• Exercise set
1) In the note on statistical decision theory, which book by Dr. James O. Berger is cited for its description of the theory?
2) Pick up the note on statistical decision theory after its last line and write what comes next.

• Text block
┌────────

A self-learning note for statistical decision theory

As a statistician who often solves problems from a frequentist perspective but with a Bayesian soul (allegedly), statistical decision theory has always been an intriguing topic to me. Thanks to the holiday season, I finally got a chance to revisit this topic and I hope I can build up a more systematic understanding of it this time. To facilitate my mastery of the knowledge, I plan to learn by writing and sharing. As the very first step of this project, I’d like to cover the basic elements here in this blog post, including - (i) Motivation: what values can statistical decision theory offer? (ii) Notations and key concepts; (iii) Optimality criteria - how do we pick the decision among candidate decisions?

Motivation

The statistical decision theory, as noted by Dr. James O. Berger in his book “Statistical Decision Theory and Bayesian Analysis”, is concerned with the problem of making decisions in the presence of statistical knowledge which can help explain some of the uncertainties involved in the decision-making problem. Typically, the uncertainties are assumed to be represented by unknown quantities (parameters) - for example, the proportion of people for which the drug will prove effective, \(\theta\), which is generally unknown, and one must conduct experiments to obtain statistical information about it. The classical statistics targets at making inference about the parameters based on the sample information only, whereas the statistical decision theory is aimed at combing the sample information with other relevant knowledge (including possible consequences associated with different decisions, a-priori knowledge about the possible values of parameters) to make the decision.

Notations and Key Concepts

Notations:

Observed data: \(X\)
An action: \(a \in \mathcal{A}\)
A decision rule: \(a = \delta(X)\)
Parameters (state of the world): \(\theta \in \Theta\)
A loss function: \(L(a, \theta)\), where \(L(a, \theta) \geqslant 0, \forall a \in \mathcal{A}, \theta \in \Theta\)
Data generating model: \(f(X|\theta)\)

The most commonly used loss functions include

Squared error: \(L(\theta, \delta(X)) = (\theta - \delta(X))^2\)
Absolute error: \(L(\theta, \delta(X)) = |\theta - \delta(X)|\)

└────────

• Dataset section

┌────────

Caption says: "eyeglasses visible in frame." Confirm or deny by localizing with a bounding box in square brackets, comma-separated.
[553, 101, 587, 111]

└────────

• Results by task
1) "Statistical Decision Theory and Bayesian Analysis"

2)
Frequentist risk

The frequentist decision theory relies upon the idea of evaluating how much we would “expect” to lose if we use \(\delta(X)\) repeatedly with varying data that arise from the data generating model \(f(X|\theta)\). The risk function of a decision rule is defined as

\[ R(\theta, \delta) = \mathbb{E}_{f(X|\theta)}[L(\theta, \delta(X))]\]

where the expectation is taken over all possible data. With the risk function in place, a frequentist picks a decision rule that minimizes the risk.

Comparing decision rules

We note that the ranking provided by the frequentist risk is a uni-dimensional function of decision rules only for every fixed value of \(\theta\). Therefore, in order to obtain a global comparison of the decision rules, we might want to aggregate the multi-dimensional ranking into a global ranking. We shall discuss the three most commonly used ideas (the first two are frequentist) in this section.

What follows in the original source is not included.